== STATED TASK ==
Print exactly the lines from the one containing "the brown soil" through the last line of the listing, both included.
◆ ◆ ◆ ◆
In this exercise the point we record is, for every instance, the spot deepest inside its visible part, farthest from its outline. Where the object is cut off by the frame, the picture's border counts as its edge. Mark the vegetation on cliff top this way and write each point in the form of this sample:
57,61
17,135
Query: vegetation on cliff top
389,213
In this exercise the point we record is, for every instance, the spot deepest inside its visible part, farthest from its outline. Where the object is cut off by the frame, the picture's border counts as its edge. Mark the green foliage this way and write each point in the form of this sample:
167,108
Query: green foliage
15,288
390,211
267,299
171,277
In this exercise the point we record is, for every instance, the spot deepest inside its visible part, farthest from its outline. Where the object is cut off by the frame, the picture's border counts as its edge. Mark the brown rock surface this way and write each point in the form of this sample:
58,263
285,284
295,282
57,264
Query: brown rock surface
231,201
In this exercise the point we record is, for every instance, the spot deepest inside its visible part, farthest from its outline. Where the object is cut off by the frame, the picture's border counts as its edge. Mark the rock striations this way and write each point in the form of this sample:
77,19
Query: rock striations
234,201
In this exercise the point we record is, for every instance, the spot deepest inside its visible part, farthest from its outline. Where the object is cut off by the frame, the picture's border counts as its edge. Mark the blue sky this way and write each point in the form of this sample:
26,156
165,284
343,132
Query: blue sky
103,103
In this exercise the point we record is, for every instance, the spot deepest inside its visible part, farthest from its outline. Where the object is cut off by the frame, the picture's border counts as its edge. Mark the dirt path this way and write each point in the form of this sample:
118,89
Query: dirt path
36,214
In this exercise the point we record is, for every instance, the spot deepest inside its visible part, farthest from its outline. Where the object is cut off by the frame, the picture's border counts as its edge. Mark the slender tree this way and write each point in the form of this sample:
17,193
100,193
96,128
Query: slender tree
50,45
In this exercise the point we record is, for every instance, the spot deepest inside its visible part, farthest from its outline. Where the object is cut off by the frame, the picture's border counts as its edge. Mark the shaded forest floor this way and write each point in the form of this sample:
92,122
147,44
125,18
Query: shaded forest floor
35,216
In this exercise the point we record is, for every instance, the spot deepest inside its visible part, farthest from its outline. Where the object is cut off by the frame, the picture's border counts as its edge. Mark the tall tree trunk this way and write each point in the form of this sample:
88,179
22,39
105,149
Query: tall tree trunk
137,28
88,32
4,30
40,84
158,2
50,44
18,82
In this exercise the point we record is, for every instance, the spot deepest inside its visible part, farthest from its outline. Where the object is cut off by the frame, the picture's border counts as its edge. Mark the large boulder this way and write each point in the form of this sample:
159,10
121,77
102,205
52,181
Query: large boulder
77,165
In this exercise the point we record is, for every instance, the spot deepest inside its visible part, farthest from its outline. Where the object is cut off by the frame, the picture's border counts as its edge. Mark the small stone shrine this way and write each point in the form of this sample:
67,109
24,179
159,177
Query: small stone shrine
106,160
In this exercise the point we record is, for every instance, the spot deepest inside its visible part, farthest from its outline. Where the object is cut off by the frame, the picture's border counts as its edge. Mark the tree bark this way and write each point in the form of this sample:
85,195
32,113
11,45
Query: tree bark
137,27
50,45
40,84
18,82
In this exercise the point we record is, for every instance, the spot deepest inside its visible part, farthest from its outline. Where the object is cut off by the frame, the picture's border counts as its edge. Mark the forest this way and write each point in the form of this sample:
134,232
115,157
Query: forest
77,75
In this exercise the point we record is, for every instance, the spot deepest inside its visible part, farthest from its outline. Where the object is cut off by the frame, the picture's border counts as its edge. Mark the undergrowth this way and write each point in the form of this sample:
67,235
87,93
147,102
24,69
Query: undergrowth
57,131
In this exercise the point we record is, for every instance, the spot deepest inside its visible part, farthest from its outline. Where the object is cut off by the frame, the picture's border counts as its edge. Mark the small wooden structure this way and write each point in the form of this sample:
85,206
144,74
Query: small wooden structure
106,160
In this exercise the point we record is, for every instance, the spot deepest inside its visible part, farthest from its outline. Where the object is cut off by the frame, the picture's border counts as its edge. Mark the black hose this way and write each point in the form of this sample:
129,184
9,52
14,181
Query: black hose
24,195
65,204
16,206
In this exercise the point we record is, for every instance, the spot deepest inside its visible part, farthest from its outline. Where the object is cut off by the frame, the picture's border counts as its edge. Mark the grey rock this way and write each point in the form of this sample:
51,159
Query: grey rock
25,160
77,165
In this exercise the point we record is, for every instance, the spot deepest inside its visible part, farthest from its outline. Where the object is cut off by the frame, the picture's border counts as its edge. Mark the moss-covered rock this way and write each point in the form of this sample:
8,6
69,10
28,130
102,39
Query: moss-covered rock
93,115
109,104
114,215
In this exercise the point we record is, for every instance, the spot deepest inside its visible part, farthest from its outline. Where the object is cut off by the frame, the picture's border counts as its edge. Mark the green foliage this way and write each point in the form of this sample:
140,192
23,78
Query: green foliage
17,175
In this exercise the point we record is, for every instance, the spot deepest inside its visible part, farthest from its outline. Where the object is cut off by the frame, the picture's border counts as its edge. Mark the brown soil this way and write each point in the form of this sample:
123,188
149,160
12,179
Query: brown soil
◆ ◆ ◆ ◆
== OUTPUT FOR THIS EXERCISE ==
In this exercise the point we record is, for every instance, the spot deepest inside its visible part, farthest from its outline. Where the object is cut off by the frame, the picture's border counts as its edge. Mark the brown soil this way and write each point in the form of this sample:
123,188
149,160
12,179
Query: brown soil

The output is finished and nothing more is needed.